(Work required):
Reproduce the records below exactly as they appear.

[[ Data for review open ]]

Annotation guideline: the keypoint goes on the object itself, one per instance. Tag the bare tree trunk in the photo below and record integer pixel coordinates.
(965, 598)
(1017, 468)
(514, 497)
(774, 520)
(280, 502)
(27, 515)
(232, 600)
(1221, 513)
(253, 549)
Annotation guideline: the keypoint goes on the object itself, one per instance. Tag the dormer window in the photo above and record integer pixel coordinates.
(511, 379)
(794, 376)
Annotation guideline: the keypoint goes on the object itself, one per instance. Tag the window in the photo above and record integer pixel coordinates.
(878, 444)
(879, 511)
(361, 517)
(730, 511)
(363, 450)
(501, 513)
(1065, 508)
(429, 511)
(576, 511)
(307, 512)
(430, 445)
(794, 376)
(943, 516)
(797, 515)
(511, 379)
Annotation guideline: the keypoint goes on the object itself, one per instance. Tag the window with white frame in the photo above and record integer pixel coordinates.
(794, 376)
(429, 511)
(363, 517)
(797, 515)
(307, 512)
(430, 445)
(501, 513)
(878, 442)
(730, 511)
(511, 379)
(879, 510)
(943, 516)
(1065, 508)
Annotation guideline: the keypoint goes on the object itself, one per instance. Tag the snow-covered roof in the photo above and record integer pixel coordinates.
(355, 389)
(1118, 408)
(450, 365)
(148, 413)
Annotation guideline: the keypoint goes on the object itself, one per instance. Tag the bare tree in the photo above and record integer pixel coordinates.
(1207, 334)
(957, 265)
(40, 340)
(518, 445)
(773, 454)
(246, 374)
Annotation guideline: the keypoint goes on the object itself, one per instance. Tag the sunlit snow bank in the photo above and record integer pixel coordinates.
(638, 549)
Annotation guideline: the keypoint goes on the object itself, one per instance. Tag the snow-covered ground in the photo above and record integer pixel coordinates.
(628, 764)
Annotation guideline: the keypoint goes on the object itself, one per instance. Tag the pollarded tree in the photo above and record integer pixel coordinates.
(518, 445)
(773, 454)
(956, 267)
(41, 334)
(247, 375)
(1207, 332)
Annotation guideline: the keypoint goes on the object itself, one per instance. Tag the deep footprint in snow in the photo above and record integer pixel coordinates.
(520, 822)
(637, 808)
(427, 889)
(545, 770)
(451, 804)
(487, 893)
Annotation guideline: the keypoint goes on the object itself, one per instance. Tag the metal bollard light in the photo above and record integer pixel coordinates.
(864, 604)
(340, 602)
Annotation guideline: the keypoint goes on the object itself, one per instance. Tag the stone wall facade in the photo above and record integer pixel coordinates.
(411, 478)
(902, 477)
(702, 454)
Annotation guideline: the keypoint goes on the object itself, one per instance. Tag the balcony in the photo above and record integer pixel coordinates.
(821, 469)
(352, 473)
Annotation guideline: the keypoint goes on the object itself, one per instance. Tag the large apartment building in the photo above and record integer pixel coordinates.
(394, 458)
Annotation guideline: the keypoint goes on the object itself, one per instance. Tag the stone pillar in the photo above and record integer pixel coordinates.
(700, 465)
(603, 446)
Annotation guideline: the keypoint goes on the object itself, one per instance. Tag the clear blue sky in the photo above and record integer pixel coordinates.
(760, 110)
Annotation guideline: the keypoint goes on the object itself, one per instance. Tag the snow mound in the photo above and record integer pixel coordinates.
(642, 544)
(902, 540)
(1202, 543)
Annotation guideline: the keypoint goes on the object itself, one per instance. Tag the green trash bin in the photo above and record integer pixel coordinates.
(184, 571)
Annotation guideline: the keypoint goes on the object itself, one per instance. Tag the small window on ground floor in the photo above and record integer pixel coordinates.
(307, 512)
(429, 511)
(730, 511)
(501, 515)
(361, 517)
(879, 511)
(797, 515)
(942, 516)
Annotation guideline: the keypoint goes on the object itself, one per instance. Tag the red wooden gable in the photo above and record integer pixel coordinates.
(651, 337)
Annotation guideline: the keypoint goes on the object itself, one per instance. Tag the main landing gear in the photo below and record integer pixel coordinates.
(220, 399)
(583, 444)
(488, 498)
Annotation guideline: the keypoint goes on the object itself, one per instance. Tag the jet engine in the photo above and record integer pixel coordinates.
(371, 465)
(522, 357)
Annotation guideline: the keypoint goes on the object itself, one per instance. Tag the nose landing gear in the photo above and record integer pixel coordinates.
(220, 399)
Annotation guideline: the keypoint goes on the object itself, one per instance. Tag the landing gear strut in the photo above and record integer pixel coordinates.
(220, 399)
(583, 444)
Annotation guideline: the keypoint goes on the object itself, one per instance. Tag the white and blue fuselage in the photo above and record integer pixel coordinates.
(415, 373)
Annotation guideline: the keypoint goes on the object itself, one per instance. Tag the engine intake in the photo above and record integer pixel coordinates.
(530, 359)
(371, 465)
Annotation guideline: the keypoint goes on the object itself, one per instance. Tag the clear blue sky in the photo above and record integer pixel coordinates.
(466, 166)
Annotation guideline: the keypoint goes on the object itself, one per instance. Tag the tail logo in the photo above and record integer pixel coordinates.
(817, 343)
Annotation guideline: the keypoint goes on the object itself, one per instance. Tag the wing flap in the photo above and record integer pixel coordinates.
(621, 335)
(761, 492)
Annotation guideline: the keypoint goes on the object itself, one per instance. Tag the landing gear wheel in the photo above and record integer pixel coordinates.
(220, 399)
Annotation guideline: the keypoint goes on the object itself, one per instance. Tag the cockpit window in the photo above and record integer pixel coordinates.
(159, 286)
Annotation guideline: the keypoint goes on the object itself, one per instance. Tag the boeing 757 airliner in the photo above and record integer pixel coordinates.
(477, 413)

[[ Data for review closed ]]

(Solution for this exercise):
Annotation guideline: the keypoint goes on the object itself, one per instance. Tag the bare tree trunk in the photo below and record integer pixel coordinates.
(965, 598)
(1017, 468)
(514, 497)
(774, 520)
(280, 502)
(27, 515)
(232, 600)
(1221, 513)
(253, 549)
Annotation guideline: the keypoint goes on the object itself, one per instance. Tag the dormer window in the photo above and record integer pixel coordinates.
(511, 379)
(794, 376)
Annotation guideline: the keypoint goes on the object itself, one per instance. Tag the window in the photo above and record integer pixel coordinates.
(878, 444)
(879, 511)
(361, 517)
(730, 511)
(363, 450)
(501, 513)
(1065, 508)
(429, 511)
(576, 511)
(307, 512)
(430, 445)
(794, 376)
(943, 516)
(797, 515)
(511, 379)
Annotation guideline: the keypoint goes on the object itself, one per instance. Tag the window with white frame in the photo above and record integer pixel coordinates.
(794, 376)
(429, 511)
(363, 517)
(797, 515)
(307, 512)
(430, 445)
(501, 513)
(878, 442)
(730, 511)
(511, 379)
(879, 510)
(943, 516)
(1065, 508)
Annotation guideline: the keypoint goes on the object itself, one per instance. Tag the snow-covered roof in the photo above and record integer pixel coordinates.
(355, 389)
(1118, 408)
(450, 365)
(148, 413)
Annotation guideline: the keypoint goes on the object itself, one per instance. Tag the bare tree in the photo above and record integer pixel coordinates.
(1207, 334)
(957, 265)
(40, 340)
(518, 445)
(773, 454)
(246, 374)
Annotation guideline: the keypoint goes on the object itself, one per instance. Tag the sunlit snow bank in the photo above and record integer pixel coordinates.
(638, 549)
Annotation guideline: the keypoint goes on the object itself, one per instance. Tag the snow-covered ground in the photo above and record integer pixel coordinates.
(628, 764)
Annotation guideline: the keypoint goes on the object itself, one per instance. Tag the pollarded tree in the photo above and record integer pixel coordinates.
(518, 445)
(773, 454)
(956, 267)
(41, 334)
(247, 375)
(1207, 332)
Annotation guideline: the keypoint goes on the object itself, one per instance. Tag the deep footprint in snow in the photo above and record integer pixel coordinates.
(520, 822)
(637, 808)
(427, 889)
(545, 770)
(451, 804)
(487, 893)
Annotation guideline: the keypoint goes on the object itself, one per instance. Tag the metal bollard light in the photo above and record integer pixel coordinates.
(864, 604)
(340, 602)
Annotation guideline: the keypoint goes on the object itself, one per instance. Tag the stone wall facade in the photo above and record integer pixel coordinates.
(411, 478)
(902, 477)
(702, 454)
Annotation guideline: the keypoint goes on the object itself, one per instance. Tag the balcony in the photo above and record integer pixel coordinates.
(821, 469)
(352, 473)
Annotation guideline: the keypoint goes on the object itself, one per instance. Tag the large apartment building in the photo above and record integer pixel coordinates.
(394, 458)
Annotation guideline: the keypoint goes on the object itself, one per instance. Tag the stone pillar in the photo above and record integer pixel coordinates.
(700, 465)
(603, 446)
Annotation guideline: the keypoint goes on the object itself, one per instance. Tag the clear blue sky in the photo above and record integer pixel coordinates.
(760, 110)
Annotation guideline: the keypoint goes on the object itself, one per instance. Tag the snow mound in the photo above and record integer pixel coordinates.
(642, 544)
(902, 540)
(1202, 543)
Annotation guideline: the keypoint goes on the object itself, one per instance. Tag the green trash bin in the photo above and record integer pixel coordinates.
(184, 571)
Annotation guideline: the keypoint goes on the object itself, one per instance. Tag the small window on ground floor in the photo above and record integer pixel coordinates.
(307, 512)
(429, 511)
(730, 511)
(501, 515)
(361, 517)
(879, 511)
(797, 515)
(942, 516)
Annotation guideline: the keypoint goes on the object itself, one per instance. Tag the red wooden gable in the photo above and record integer pixel coordinates.
(651, 337)
Annotation guideline: the keypoint goes on the object itself, one per instance. Tag the main landing gear in the photo below and record integer pixel coordinates.
(220, 399)
(583, 444)
(488, 498)
Annotation guideline: the keypoint goes on the object itself, one per instance. Tag the jet engine in the photo above and record integer pixel coordinates.
(371, 465)
(522, 357)
Annotation guideline: the keypoint goes on the object itself, one per instance. Tag the nose landing gear in the photo above and record integer pixel coordinates.
(220, 399)
Annotation guideline: the keypoint goes on the object itself, one per instance. Tag the landing gear strut in the photo above and record integer pixel coordinates.
(220, 399)
(583, 444)
Annotation guideline: the keypoint goes on the object itself, one per instance. Tag the white and blue fuselage in the photo above and record integer pixel coordinates.
(415, 373)
Annotation guideline: the keypoint goes on the object itself, one per instance. Tag the engine intake in the photo above and record integer pixel coordinates.
(530, 359)
(371, 465)
Annotation guideline: the keypoint goes on the object itself, one per instance. Tag the clear blue sky in the photo above and record integer pixel coordinates.
(466, 166)
Annotation guideline: the keypoint goes on the object itself, one per instance. Tag the tail logo in the photo above and record integer pixel coordinates.
(817, 343)
Annotation guideline: the keypoint goes on the object itself, one per instance. Tag the wing flap in the photo above and record integer pixel coordinates.
(621, 335)
(761, 492)
Annotation guideline: the keypoint goes on the object itself, one per instance. Tag the landing gear wheel in the photo above and record integer pixel coordinates.
(220, 399)
Annotation guideline: the keypoint goes on the object itself, one per instance. Tag the cockpit window in the photo above and record integer pixel coordinates.
(159, 286)
Annotation guideline: the keypoint goes on the object itself, one per instance. Tag the boeing 757 airliner in the photo above and record integer pixel coordinates.
(477, 413)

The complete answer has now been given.